Request — How many lines in the entries below contain the string "slope"? Reply with the number alone.

— START OF Material provided —

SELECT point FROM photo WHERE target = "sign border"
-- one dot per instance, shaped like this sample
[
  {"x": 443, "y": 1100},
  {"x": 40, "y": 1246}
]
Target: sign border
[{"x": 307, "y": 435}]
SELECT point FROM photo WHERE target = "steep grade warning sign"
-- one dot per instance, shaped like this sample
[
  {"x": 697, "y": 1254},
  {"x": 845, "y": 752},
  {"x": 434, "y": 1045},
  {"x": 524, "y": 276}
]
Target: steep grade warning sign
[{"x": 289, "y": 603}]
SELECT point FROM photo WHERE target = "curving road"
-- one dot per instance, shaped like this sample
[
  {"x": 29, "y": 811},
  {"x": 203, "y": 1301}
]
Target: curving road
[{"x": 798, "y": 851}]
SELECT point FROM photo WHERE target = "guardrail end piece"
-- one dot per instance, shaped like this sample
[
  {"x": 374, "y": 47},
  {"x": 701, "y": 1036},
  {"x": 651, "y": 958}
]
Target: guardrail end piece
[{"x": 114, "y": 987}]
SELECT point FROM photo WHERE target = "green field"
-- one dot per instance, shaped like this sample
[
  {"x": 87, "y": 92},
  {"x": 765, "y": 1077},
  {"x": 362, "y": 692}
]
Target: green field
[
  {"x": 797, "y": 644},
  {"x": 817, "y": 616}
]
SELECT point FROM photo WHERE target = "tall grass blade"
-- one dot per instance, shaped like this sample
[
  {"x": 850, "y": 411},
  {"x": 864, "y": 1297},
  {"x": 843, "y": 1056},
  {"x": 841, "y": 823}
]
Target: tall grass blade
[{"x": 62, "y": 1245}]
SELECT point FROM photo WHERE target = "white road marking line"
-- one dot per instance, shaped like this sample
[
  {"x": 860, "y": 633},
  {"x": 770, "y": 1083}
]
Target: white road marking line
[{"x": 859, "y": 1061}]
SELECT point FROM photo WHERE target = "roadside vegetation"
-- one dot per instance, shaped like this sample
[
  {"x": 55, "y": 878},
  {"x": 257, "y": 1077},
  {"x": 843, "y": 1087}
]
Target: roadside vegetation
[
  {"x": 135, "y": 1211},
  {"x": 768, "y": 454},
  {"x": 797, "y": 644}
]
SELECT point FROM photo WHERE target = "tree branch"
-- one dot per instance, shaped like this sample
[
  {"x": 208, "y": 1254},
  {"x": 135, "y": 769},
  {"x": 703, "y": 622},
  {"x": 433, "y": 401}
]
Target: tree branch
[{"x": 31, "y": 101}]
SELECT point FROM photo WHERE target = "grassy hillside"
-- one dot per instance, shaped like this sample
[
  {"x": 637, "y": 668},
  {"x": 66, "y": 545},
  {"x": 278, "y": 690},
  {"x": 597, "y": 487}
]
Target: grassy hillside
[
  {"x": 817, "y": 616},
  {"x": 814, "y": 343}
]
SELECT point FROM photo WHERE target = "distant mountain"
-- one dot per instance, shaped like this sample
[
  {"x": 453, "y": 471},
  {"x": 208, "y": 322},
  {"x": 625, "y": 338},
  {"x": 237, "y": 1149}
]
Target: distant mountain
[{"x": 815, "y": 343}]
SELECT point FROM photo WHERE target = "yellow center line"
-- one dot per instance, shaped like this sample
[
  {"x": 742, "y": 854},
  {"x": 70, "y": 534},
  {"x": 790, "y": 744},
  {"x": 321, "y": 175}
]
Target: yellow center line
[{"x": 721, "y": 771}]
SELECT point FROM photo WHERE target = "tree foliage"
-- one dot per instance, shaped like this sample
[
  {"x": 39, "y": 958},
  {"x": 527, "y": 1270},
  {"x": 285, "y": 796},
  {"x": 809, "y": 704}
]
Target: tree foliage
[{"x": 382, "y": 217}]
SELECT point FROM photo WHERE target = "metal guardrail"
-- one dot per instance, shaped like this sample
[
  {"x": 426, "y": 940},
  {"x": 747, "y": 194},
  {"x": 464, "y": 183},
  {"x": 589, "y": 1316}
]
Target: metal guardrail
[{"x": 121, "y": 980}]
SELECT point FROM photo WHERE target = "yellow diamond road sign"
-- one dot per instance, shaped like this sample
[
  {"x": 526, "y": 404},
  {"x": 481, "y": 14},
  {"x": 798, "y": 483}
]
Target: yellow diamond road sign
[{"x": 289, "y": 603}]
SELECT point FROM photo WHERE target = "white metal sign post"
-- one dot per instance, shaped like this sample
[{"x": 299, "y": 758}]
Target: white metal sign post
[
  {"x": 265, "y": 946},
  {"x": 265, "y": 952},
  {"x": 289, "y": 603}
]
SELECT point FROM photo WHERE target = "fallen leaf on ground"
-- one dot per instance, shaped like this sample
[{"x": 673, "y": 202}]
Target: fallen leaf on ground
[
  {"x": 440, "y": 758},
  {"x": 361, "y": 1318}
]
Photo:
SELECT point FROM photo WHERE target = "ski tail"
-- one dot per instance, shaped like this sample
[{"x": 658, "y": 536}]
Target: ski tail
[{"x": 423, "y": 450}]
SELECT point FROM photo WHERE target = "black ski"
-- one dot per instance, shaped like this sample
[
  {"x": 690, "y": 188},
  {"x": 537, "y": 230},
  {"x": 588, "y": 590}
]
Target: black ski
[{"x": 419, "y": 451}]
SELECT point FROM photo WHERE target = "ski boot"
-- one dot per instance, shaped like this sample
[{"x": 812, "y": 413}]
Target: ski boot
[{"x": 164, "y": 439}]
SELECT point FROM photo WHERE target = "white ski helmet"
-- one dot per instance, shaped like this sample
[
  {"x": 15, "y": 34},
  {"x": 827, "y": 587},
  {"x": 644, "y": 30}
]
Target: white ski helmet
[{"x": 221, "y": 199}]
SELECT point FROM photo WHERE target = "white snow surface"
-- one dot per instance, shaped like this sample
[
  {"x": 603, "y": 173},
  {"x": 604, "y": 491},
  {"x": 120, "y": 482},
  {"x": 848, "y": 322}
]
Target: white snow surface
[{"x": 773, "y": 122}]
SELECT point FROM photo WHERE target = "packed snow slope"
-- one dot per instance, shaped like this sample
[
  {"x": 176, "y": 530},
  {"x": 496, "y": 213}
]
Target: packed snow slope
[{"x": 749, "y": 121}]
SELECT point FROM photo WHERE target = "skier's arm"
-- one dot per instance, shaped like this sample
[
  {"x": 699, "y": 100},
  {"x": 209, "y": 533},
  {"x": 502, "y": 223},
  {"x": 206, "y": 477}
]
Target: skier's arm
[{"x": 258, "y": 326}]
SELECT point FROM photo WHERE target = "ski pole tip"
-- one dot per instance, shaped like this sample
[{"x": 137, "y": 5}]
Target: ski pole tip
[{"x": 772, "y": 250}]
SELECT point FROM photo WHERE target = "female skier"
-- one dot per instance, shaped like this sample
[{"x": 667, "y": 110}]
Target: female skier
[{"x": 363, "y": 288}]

— END OF Material provided —

Result — 2